Fragmento seleccionado:
Ahora me gustan Nirvana mucho más que cuando dejaron de gustarme en los 90. Miles de grupos de chavales era de lo primero que hacían versiones. Tenías que ver muchos conciertos de amigos ejecutando pobremente Nirvana y For whom the bell tolls. Hacía falta saber tocar muy bien para poder tocar supuestamente mal como Nirvana. En mi opinión, aunque las canciones fuesen asequibles, paradójicamente, no eran nada recomendables porque quedaban de pena presentadas por amateurs. Lo fácil del pop no es tan fácil, esta podría ser una segunda verdad axiomática.
Nunca olvidaré en un concierto de este estilo, para amigos de clase prácticamente, que el batería de un grupo heavy tenía su momento como Peter Criss al taburete con Beth. Todos paraban, se bajaban las luces, el chaval dejaba las baquetas y enganchaba la guitarra, llamaba a su novia a primera fila y, delante de todo el mundo, le cantaba un muy íntimo Polly con voz tenue, susurrante, más propia de Alejandro Sanz que de criaturas del metal. Cuando acababa, todo el público aplaudía a rabiar el gesto romántico y aullaba dulcemente. La chica estaba a punto de llorar de la emoción y el otro volvía a su batería orgulloso para seguir con la descarga de metal dejando claro que los heavies también tenían su corazoncito y ellos también necesitan amar cual Ana y Johhny.

Información:

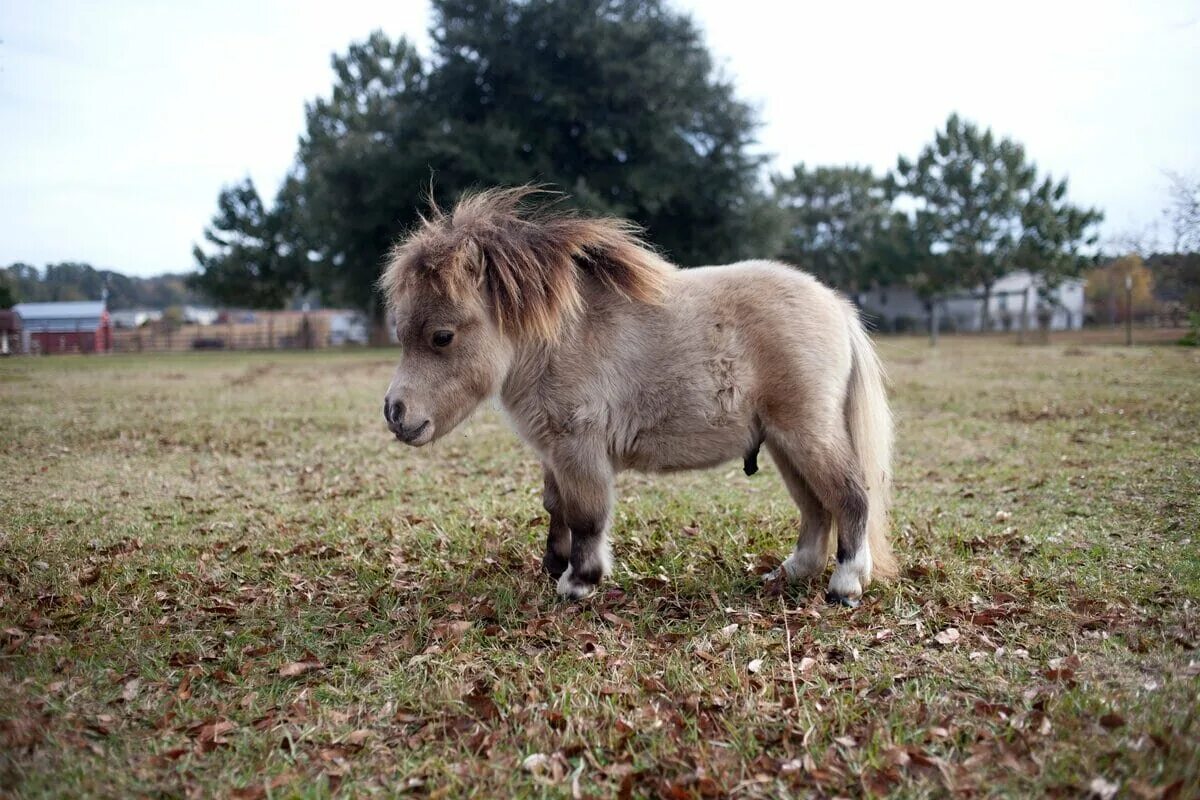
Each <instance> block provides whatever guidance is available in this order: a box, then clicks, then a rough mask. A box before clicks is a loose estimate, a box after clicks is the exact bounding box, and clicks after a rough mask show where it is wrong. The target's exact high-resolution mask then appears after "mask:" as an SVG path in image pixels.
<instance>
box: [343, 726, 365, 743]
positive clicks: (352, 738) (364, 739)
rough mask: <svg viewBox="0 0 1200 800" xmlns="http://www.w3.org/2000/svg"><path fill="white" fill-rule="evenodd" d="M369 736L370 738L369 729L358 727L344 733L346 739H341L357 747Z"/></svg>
mask: <svg viewBox="0 0 1200 800" xmlns="http://www.w3.org/2000/svg"><path fill="white" fill-rule="evenodd" d="M370 738H371V730H368V729H367V728H359V729H358V730H352V732H349V733H348V734H346V739H343V740H342V741H344V742H346V744H347V745H354V746H355V747H358V746H359V745H361V744H362V742H364V741H366V740H367V739H370Z"/></svg>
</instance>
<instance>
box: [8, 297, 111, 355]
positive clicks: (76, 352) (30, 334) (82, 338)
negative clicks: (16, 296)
mask: <svg viewBox="0 0 1200 800" xmlns="http://www.w3.org/2000/svg"><path fill="white" fill-rule="evenodd" d="M13 311H14V312H17V313H18V314H19V315H20V323H22V331H20V339H22V350H23V351H24V353H35V354H36V353H41V354H49V353H108V351H109V350H112V349H113V323H112V320H110V319H109V318H108V309H107V308H104V303H103V301H101V302H19V303H17V305H16V306H13Z"/></svg>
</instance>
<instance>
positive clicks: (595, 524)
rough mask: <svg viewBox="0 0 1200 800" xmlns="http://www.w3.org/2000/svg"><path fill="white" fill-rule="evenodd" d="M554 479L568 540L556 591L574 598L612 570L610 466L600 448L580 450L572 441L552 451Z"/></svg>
mask: <svg viewBox="0 0 1200 800" xmlns="http://www.w3.org/2000/svg"><path fill="white" fill-rule="evenodd" d="M554 481H556V486H557V488H558V498H559V501H560V503H562V505H563V517H564V519H565V521H566V527H568V528H569V529H570V542H571V553H570V557H569V558H568V566H566V571H565V572H563V575H562V576H559V578H558V594H559V595H562V596H563V597H571V599H575V600H578V599H580V597H587V596H588V595H590V594H592V593H593V591H594V590H595V588H596V585H598V584H599V583H600V579H601V578H604V577H606V576H608V575H610V573H611V572H612V554H611V552H610V549H608V523H610V521H611V518H612V482H613V471H612V465H611V464H610V463H608V461H607V459H606V458H605V457H604V456H602V452H601V451H595V452H587V451H581V449H578V443H572V447H571V450H570V451H569V452H566V453H556V458H554Z"/></svg>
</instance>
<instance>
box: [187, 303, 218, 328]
mask: <svg viewBox="0 0 1200 800" xmlns="http://www.w3.org/2000/svg"><path fill="white" fill-rule="evenodd" d="M217 314H218V312H217V309H216V308H208V307H205V306H184V323H185V324H187V325H212V324H214V323H216V321H217Z"/></svg>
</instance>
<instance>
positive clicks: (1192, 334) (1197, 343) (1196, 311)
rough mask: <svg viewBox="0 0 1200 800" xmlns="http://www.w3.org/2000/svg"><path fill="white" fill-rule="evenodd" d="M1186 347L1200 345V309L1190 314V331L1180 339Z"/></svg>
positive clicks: (1183, 335) (1193, 346)
mask: <svg viewBox="0 0 1200 800" xmlns="http://www.w3.org/2000/svg"><path fill="white" fill-rule="evenodd" d="M1180 344H1183V345H1186V347H1200V311H1193V312H1192V313H1190V314H1188V332H1187V333H1184V335H1183V338H1182V339H1180Z"/></svg>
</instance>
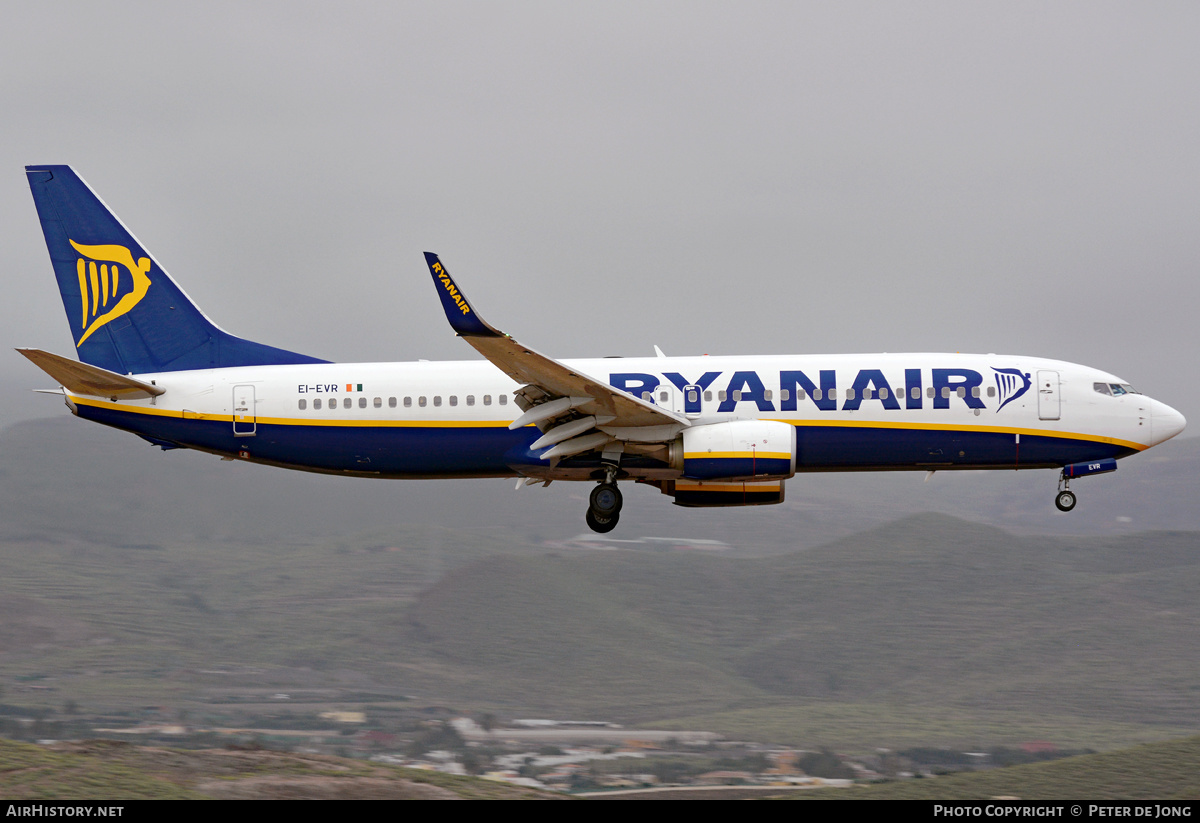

Comprueba tu comprensión:
1. Responde a estas preguntas sobre el texto sobre Nirvana:
(a) ¿En qué década dejaron de gustarle Nirvana a quien escribe?
(b) ¿Qué canción cantaba el batería del grupo heavy a su novia?
(c) ¿A qué cantante se parecía más la voz del batería al cantar esa canción?
2. Continúa el texto sobre Nirvana a partir de su última frase.

Respuestas:
1.
(a) En los 90.
(b) Polly.
(c) A Alejandro Sanz.

2.
Ese recuerdo me acompañó con mucha grima toda la vida, lo que yo no sabía es que mi dentera había sido poca. Todavía podía ser mucho más y, por culpa del inglés de la EGB, posiblemente la mayor desgracia que se haya ensañado con nuestro pueblo después de la Guerra Civil, no me había percatado. He caído en la cuenta ahora, cuando ya he hecho las paces con el grunge y soy un anciano. En el libro 20 Canciones, de Jorge Decarlini, editorial Libros del KO, se comenta el tema y resulta harto curioso. Polly va de una violación con torturas narradas en primera persona. Según cuenta el autor:
"En junio de 1987 una joven de catorce años abandonó a pie el Tacoma Dome después de asistir a un concierto de rock. En las inmediaciones del recinto, un desconocido le propuso llevarla en su coche. Ella aceptó. Cuando quiso escapar, el hombre, de 49 años, la secuestró a punta de cuchillo y la llevó a su mobile home [caravana estática]. Allí comenzó el calvario: fue atada y colgada del techo, bocabajo, y torturada con un látigo de cuero, cera caliente, una cuchilla, un cuchillo y un soplete de propano. También fue violada repetidamente. Así transcurrieron varios días".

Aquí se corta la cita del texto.